Segment Open

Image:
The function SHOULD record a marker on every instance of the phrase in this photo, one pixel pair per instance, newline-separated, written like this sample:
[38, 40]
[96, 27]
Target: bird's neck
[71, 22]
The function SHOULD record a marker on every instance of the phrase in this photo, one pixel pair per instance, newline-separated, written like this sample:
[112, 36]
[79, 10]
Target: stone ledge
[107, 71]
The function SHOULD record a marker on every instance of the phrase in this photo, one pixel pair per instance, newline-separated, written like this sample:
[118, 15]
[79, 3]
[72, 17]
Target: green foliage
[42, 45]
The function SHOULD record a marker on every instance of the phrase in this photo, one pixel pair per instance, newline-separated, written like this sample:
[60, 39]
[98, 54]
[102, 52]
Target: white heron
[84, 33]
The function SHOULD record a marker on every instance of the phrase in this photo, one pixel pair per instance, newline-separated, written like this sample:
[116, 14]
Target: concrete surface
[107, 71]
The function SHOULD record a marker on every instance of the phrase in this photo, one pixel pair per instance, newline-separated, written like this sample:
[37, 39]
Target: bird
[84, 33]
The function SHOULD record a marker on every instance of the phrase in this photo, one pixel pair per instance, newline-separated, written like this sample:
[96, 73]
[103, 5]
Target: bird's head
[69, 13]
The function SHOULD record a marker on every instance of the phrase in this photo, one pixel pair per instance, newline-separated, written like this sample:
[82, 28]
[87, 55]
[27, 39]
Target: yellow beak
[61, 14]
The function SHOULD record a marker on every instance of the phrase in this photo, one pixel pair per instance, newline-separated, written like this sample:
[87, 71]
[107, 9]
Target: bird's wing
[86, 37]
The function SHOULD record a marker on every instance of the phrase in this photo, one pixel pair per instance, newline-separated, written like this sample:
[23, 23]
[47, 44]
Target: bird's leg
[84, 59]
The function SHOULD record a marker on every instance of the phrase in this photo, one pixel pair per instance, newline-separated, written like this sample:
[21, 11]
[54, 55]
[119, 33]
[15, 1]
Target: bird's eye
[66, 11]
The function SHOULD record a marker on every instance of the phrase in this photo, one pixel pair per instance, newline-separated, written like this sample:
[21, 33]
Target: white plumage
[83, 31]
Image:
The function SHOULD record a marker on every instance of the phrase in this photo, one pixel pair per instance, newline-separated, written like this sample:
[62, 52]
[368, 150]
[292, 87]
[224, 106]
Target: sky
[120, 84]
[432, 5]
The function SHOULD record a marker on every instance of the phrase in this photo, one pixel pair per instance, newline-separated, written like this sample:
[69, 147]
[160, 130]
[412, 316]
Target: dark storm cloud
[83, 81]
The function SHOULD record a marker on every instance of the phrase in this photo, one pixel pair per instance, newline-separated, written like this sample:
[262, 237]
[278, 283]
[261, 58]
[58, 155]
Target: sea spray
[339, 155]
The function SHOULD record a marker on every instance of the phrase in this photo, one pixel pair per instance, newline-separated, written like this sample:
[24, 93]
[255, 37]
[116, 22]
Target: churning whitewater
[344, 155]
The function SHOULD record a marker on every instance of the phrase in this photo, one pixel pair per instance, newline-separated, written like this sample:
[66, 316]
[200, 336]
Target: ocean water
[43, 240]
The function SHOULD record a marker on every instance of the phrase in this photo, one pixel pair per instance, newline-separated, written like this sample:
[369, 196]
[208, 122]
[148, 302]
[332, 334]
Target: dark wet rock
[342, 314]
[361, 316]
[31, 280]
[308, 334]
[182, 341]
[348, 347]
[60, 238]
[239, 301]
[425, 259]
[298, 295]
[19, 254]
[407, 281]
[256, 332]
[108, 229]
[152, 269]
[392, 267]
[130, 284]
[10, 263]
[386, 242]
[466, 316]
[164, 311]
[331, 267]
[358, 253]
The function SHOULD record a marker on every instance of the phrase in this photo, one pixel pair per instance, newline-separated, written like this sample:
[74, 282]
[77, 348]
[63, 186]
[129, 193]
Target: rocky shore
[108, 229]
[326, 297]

Segment Closed

__What you will do__: Each line in the records above must be returned exactly as it stands.

__Answer for this exercise__:
Image:
The function SHOULD record a marker on every instance of the phrase in this photo, one pixel pair per instance, newline-separated, written like this sample:
[38, 40]
[96, 27]
Target: bird's neck
[71, 22]
The function SHOULD record a marker on every instance of the phrase in this photo, one pixel pair per instance, newline-separated, written like this sample:
[112, 36]
[79, 10]
Target: stone ledge
[107, 71]
The function SHOULD record a marker on every instance of the phrase in this photo, one pixel pair per instance, newline-separated, written like this sample:
[118, 15]
[79, 3]
[72, 17]
Target: green foliage
[42, 45]
The function SHOULD record a marker on every instance of the phrase in this photo, one pixel pair per instance, newline-separated, written like this sample:
[60, 39]
[98, 54]
[102, 52]
Target: white heron
[84, 33]
The function SHOULD record a marker on every instance of the phrase in this photo, one pixel pair per instance, newline-separated, written like this sample:
[116, 14]
Target: concrete surface
[107, 71]
The function SHOULD record a marker on every instance of the phrase in this photo, one pixel pair per instance, newline-separated, written like this sample:
[37, 39]
Target: bird
[84, 33]
The function SHOULD record a marker on every instance of the phrase in this photo, one pixel pair per instance, newline-separated, written like this sample:
[96, 73]
[103, 5]
Target: bird's head
[69, 13]
The function SHOULD record a marker on every instance of the phrase in this photo, one pixel pair per instance, newline-separated, written like this sample:
[82, 28]
[87, 55]
[27, 39]
Target: yellow beak
[61, 14]
The function SHOULD record a marker on every instance of the phrase in this photo, one pixel pair per instance, newline-separated, written like this sample:
[87, 71]
[107, 9]
Target: bird's wing
[86, 37]
The function SHOULD record a marker on every instance of the phrase in this photo, one pixel pair per instance, newline-separated, written like this sample:
[23, 23]
[47, 44]
Target: bird's leg
[84, 59]
The function SHOULD record a marker on every instance of the phrase in this photo, one pixel pair per instance, newline-separated, written like this sample:
[21, 11]
[54, 55]
[119, 33]
[15, 1]
Target: bird's eye
[66, 11]
The function SHOULD record a marker on every instance of the phrase in this photo, one pixel pair per instance, newline-separated, written like this sample:
[21, 33]
Target: white plumage
[83, 31]
Image:
The function SHOULD record a marker on every instance of the phrase in this photo, one pixel pair per instance, newline-separated, written like this sample:
[62, 52]
[368, 150]
[292, 87]
[224, 106]
Target: sky
[120, 84]
[432, 5]
The function SHOULD record a marker on every instance of the phrase in this photo, one pixel pair per instance, newline-separated, written like this sample:
[69, 147]
[160, 130]
[412, 316]
Target: dark storm cloud
[83, 81]
The function SHOULD record a marker on every instance of the phrase in this photo, one pixel pair per instance, newline-separated, written like this sample:
[262, 237]
[278, 283]
[261, 58]
[58, 155]
Target: sea spray
[339, 155]
The function SHOULD record a marker on every instance of the phrase in this photo, one pixel pair per instance, newline-separated, written like this sample:
[24, 93]
[255, 37]
[116, 22]
Target: churning whitewater
[344, 155]
The function SHOULD record a marker on every instance of the phrase in this photo, one pixel pair per instance, newline-separated, written like this sample:
[66, 316]
[200, 336]
Target: ocean water
[43, 240]
The function SHOULD record a marker on every instance of the phrase in this photo, one pixel pair per instance, newline-separated, written like this sample:
[369, 196]
[208, 122]
[148, 302]
[332, 334]
Target: dark wet rock
[342, 314]
[361, 316]
[31, 280]
[308, 334]
[182, 341]
[348, 347]
[60, 238]
[239, 301]
[425, 259]
[298, 295]
[19, 254]
[407, 281]
[256, 332]
[108, 229]
[152, 269]
[392, 267]
[130, 284]
[10, 263]
[386, 242]
[466, 316]
[164, 311]
[331, 267]
[358, 253]
The function SHOULD record a marker on every instance of the phrase in this photo, one pixel pair per instance, newline-separated, written like this sample:
[74, 282]
[77, 348]
[63, 186]
[129, 193]
Target: rocky shore
[108, 229]
[326, 297]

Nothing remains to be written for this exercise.